**SOURCE PASSAGE**.
- - -

Meningitis changes immune cell makeup in the mouse brain lining: New cell composition may lead to less effective future response

Meningitis, a group of serious diseases which infect the brain’s lining, leaves its mark and can affect the body’s ability to fight such infections in the future. According to a new study published in Nature Immunology, infections can have long-lasting effects on a population of meningeal immune cells, replacing them with cells from outside the meninges that then change and become less likely to recognize and ward off future attacks. The research was supported by the National Institute of Neurological Disorders and Stroke (NINDS), part of the National Institutes of Health.

“After an infection, the immune cell landscape in the brain lining changes. Brain lining immune cells that normally protect the brain from foreign invaders die and are replaced by cells from elsewhere in the body. These new cells are altered in a way that affects how they respond to subsequent challenges and new infections,” said Dorian McGavern, Ph.D., NINDS scientist and senior author of the study.

Using real time imaging, Dr. McGavern and his colleagues took a detailed look at mouse meningeal macrophages, which are immune cells that live in the meninges, the protective layers covering the brain and spinal cord. One group of these macrophages is found along blood vessels in the dura mater (the outermost layer of the meninges) and helps catch pathogens from the blood before they reach brain tissue. Blood vessels in the dura mater are relatively open compared to the tightly sealed vessels found in other brain regions, and macrophages in the dura mater often serve as the first line of defense against harmful blood-borne agents.

Dr. McGavern and his team observed that during normal conditions, meningeal macrophages were on constant alert against threats, continually extending their thin arms and surveying their environment.

They next watched how macrophages changed after infection by lymphocytic choriomeningitis virus (LCMV), which targets the meninges, causing viral meningitis. Within two days of the infection, levels of antiviral cytokines, part of the immune response to viruses, increased in the meninges. After four days, one-third of meningeal macrophages were infected, and showed activity in many genes involved in fighting viruses.

- - -

**DATA FOR REVIEW**.
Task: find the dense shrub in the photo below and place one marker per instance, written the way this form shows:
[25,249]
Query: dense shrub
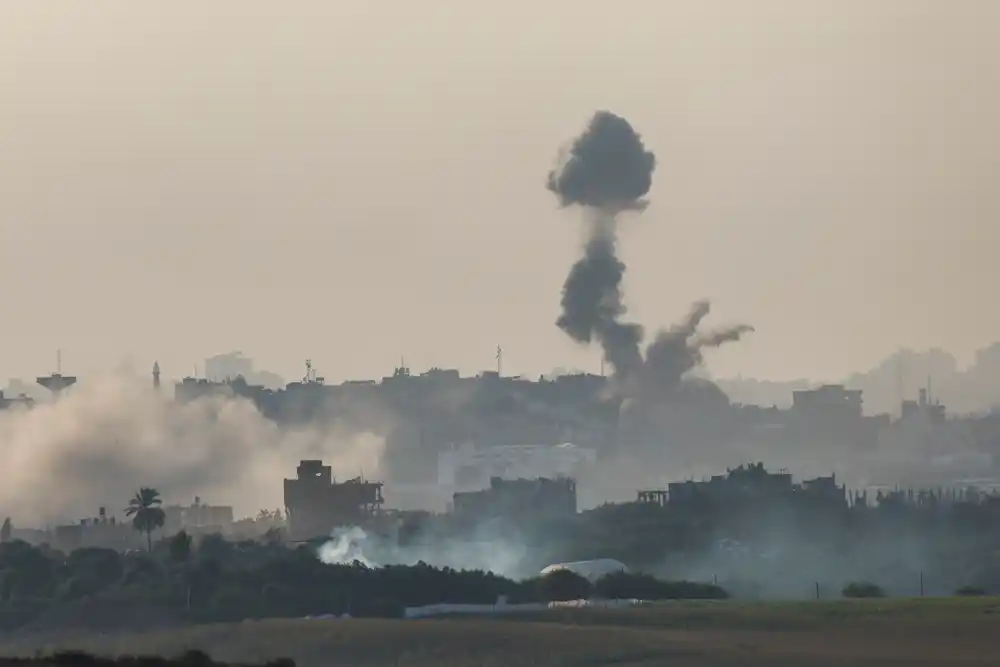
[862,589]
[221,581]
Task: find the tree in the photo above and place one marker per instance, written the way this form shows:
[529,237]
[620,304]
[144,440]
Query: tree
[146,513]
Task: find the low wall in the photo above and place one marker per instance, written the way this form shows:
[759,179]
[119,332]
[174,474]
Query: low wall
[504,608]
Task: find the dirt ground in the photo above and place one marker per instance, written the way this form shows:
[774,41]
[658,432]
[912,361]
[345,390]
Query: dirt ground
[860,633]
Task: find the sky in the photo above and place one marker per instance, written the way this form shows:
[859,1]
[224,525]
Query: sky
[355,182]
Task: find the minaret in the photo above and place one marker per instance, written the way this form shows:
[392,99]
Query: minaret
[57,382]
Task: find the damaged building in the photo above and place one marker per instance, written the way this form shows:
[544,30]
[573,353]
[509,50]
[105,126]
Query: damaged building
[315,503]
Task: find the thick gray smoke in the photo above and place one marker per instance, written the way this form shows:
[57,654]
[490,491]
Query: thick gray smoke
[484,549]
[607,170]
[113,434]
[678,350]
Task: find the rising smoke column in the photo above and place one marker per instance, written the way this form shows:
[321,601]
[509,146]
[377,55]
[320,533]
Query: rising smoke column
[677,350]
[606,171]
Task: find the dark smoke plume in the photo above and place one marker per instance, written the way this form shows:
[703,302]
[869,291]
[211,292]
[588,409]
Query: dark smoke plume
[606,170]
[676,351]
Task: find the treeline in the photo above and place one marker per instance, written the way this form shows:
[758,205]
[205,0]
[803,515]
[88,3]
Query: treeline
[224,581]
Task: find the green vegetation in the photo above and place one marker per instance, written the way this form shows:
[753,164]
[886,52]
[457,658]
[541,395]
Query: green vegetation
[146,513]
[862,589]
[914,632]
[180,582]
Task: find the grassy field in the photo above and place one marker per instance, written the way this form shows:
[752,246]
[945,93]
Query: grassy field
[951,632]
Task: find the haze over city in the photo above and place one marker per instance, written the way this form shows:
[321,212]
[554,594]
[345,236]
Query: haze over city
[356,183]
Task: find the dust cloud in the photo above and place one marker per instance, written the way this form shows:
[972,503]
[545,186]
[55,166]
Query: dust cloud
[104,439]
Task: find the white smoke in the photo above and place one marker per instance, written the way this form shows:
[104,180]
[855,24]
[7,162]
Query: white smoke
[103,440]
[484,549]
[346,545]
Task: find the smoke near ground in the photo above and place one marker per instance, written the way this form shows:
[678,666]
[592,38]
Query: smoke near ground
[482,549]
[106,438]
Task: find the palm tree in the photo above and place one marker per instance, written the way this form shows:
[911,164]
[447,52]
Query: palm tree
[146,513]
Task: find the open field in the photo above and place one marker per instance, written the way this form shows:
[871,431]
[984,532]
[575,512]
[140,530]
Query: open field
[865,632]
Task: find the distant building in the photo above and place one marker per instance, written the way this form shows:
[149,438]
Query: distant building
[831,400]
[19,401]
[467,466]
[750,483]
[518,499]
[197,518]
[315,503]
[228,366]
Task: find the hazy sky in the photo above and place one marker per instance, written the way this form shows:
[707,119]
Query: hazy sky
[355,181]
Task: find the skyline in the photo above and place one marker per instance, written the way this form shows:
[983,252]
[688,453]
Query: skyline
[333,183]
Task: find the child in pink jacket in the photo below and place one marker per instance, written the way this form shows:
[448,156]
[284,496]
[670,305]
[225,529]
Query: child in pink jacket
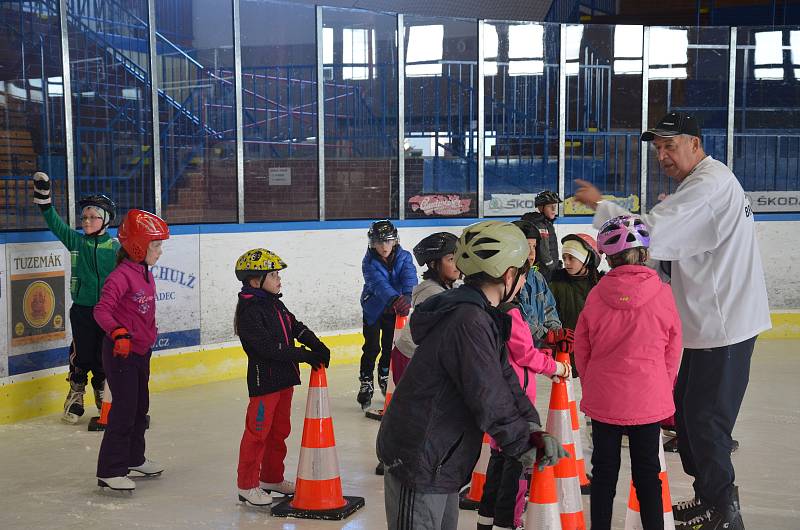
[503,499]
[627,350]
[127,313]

- - -

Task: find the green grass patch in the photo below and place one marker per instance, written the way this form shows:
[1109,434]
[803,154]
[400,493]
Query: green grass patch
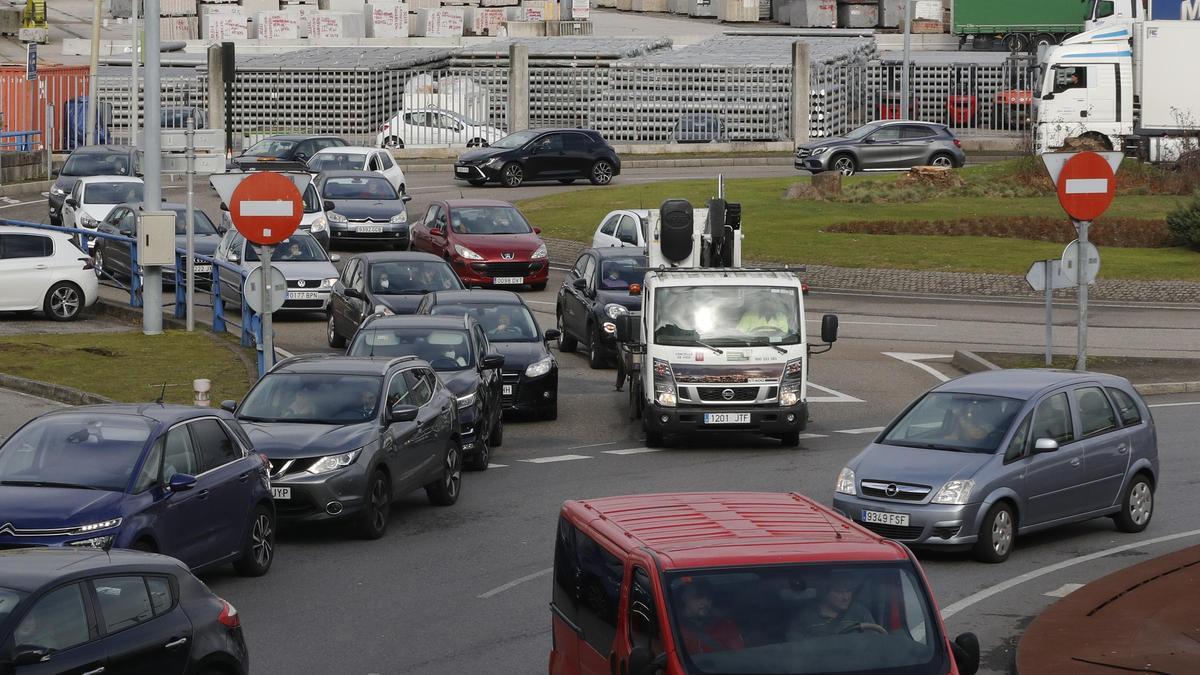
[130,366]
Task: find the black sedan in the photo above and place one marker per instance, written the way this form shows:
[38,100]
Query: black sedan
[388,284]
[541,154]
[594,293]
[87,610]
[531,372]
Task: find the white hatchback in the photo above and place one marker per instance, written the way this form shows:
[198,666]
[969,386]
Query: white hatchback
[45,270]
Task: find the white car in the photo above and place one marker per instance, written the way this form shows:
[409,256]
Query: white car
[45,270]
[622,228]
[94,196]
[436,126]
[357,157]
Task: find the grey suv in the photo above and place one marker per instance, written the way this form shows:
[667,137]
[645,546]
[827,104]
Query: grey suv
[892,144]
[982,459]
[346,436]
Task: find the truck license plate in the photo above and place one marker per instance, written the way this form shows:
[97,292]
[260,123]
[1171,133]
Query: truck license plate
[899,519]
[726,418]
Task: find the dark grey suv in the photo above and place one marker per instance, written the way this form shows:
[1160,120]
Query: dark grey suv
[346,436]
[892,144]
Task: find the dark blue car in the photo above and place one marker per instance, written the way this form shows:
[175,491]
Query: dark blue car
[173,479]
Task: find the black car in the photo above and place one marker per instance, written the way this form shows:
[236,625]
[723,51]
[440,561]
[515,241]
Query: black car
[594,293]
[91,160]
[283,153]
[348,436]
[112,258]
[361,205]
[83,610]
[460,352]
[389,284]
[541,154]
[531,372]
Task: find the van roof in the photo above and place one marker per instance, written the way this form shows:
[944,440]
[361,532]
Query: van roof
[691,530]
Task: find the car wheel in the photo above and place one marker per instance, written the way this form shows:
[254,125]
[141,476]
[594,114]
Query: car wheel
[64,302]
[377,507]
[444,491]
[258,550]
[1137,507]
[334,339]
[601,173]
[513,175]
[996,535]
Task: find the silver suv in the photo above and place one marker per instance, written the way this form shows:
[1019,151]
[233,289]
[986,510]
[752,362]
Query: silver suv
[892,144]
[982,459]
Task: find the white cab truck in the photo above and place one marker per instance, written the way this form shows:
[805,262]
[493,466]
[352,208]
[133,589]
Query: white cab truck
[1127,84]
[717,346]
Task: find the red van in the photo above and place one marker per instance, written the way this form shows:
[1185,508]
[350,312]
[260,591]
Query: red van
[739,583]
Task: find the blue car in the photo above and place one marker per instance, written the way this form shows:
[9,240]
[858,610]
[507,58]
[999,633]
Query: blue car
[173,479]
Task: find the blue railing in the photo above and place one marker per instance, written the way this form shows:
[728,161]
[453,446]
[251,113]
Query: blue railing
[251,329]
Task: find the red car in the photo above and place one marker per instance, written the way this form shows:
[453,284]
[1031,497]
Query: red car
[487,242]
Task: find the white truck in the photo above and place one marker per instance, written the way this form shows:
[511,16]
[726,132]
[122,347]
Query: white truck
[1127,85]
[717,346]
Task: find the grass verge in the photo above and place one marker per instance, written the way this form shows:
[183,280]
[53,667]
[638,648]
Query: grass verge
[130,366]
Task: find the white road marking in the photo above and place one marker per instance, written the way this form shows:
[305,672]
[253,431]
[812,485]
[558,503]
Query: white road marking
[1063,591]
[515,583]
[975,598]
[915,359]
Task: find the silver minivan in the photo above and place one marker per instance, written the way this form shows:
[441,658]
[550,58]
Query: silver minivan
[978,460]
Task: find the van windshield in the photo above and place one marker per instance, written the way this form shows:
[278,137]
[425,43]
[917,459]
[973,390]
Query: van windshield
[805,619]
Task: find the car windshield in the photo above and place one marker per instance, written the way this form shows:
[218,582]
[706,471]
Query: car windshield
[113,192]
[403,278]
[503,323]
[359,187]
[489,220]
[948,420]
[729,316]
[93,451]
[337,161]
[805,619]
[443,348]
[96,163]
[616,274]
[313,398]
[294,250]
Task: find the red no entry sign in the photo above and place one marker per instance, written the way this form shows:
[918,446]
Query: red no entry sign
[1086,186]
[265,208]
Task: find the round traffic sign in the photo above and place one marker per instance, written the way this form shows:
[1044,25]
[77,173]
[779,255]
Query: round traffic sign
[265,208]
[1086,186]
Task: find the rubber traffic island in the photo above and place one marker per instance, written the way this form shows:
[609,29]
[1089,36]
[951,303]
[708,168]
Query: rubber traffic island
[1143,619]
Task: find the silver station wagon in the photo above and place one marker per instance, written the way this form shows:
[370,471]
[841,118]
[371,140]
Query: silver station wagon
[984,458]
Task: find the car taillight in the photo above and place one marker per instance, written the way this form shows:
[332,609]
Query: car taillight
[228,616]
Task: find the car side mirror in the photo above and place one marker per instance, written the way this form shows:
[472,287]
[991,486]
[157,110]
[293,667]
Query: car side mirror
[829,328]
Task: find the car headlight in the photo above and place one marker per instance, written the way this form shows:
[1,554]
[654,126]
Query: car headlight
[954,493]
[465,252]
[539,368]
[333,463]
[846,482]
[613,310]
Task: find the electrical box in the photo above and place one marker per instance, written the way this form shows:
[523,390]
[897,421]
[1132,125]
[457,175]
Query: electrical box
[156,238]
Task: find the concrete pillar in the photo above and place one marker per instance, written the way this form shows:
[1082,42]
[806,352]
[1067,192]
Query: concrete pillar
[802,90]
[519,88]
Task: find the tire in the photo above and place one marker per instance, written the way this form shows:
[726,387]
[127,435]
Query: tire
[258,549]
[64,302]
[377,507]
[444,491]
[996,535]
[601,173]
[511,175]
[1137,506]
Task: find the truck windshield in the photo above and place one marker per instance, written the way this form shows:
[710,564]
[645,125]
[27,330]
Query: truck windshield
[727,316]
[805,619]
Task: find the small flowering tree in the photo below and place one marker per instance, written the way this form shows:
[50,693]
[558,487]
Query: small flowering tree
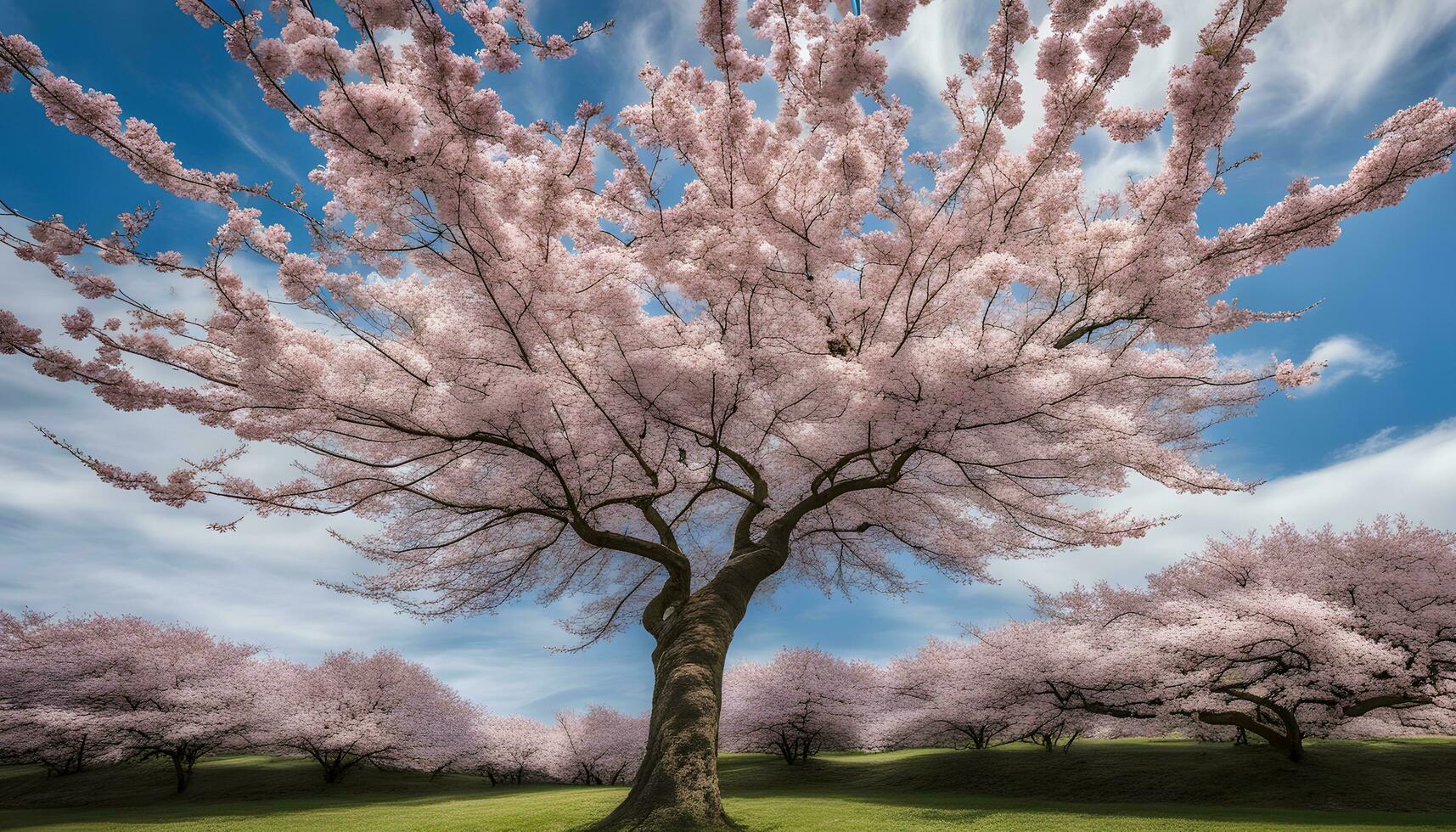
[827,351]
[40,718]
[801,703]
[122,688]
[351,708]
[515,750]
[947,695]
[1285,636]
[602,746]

- - -

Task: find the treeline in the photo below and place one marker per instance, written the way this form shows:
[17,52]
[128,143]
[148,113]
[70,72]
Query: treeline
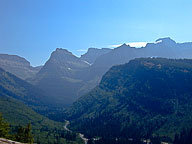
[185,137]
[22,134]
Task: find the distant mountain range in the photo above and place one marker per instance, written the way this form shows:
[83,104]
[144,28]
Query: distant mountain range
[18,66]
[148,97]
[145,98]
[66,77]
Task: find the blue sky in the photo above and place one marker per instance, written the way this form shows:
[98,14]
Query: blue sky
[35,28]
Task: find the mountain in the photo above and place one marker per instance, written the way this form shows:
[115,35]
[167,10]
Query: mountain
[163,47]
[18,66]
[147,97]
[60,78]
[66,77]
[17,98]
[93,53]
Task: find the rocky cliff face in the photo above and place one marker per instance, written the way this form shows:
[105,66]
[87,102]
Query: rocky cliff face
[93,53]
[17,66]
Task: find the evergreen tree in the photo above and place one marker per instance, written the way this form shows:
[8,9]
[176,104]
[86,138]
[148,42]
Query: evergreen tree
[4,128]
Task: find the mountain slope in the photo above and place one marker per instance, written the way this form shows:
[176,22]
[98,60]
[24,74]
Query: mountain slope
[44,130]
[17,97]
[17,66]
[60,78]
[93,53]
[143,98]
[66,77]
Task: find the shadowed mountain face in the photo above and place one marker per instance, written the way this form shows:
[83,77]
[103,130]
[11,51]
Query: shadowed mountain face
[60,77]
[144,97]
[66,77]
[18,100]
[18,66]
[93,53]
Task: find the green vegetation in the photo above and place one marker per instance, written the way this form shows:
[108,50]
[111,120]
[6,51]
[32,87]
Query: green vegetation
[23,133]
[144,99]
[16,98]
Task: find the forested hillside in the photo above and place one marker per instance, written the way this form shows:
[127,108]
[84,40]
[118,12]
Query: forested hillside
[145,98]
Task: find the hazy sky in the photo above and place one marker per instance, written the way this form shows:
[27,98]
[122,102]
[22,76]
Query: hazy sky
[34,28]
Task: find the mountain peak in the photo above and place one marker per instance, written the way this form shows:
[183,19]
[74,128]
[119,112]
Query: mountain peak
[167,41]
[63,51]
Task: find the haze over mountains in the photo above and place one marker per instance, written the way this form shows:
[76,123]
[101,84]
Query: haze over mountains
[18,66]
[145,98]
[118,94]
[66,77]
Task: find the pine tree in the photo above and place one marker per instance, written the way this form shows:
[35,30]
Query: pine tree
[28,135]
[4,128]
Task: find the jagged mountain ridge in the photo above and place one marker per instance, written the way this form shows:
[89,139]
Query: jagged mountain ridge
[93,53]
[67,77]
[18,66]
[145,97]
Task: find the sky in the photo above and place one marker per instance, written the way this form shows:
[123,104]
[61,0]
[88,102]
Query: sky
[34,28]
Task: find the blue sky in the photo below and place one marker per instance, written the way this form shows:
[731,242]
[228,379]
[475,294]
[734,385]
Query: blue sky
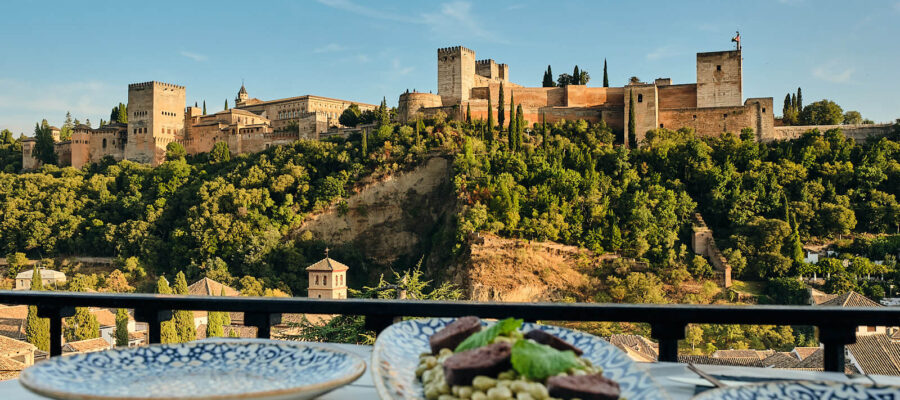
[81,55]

- - -

**TASK REQUIREMENTS**.
1. According to the meningitis passage, what fraction of meningeal macrophages were infected four days after LCMV infection?
2. Write a continuation of the passage on meningitis and brain-lining immune cells, starting after its final sentence.
These records have no connection to the meningitis passage.

**PER-TASK ANSWERS**.
1. One-third of meningeal macrophages were infected after four days.

2.
Dr. McGavern and his colleagues then investigated the long-term effects of this infection, after the virus was cleared and the meningitis had subsided. Within a week, most of the infected macrophages had died and were removed from the area by immune cells, leaving a depleted stock of meningeal macrophages. This supply was refilled by monocytes, immune cells recruited from the blood.

Some of these monocytes eventually turned into macrophages but had different properties from the original cells. The team discovered that the new macrophages were missing a specific receptor that detects bacteria, making them less effective at responding to future infections.

The new macrophages also had lower levels of another receptor that recognizes the brain chemical acetylcholine, which normally dulls inflammation in meningeal macrophages. Consequently, the new macrophages were less responsive to this signal and had trouble quieting an infection-induced inflammatory response. These results indicate that infections in the brain can have lasting effects, long after the virus leaves the system.

“These findings suggest that in addition to identifying the type of infection, it may also be important to know if it is coming on the heels of an earlier bug because that may affect how the system responds,” said Dr. McGavern. “Getting a virus out of the brain does not necessarily mean that everything goes back to normal.”

Further studies are needed to learn about additional functions of meningeal macrophages and how these cells respond to other types of viruses and bacteria.

This work was supported by the NIH Intramural Research Program.